Saved entries
********

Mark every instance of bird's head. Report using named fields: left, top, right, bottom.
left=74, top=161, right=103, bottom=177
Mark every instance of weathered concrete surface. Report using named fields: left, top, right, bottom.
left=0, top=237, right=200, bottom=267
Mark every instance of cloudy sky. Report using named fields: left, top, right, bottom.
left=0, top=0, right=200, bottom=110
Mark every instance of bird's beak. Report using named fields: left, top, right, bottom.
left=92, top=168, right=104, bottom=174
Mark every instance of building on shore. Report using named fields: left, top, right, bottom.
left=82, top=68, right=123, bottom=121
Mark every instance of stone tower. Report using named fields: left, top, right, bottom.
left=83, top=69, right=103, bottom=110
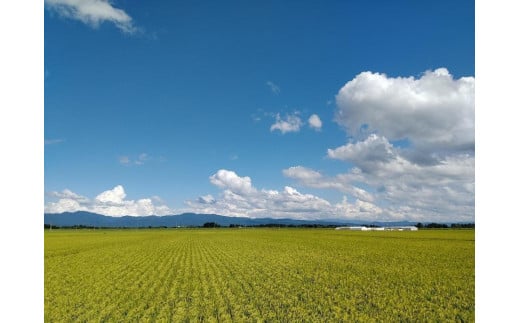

********

Given exercise:
Switch "stone tower" to "lookout tower" in the stretch from the line containing "Mark every instance of stone" through the end of the material, and give those lines back with nothing else changed. Leave the pictures out of your answer.

Reply to the task:
Mark every instance of lookout tower. Report using named fields: left, top, right, bottom.
left=83, top=69, right=103, bottom=110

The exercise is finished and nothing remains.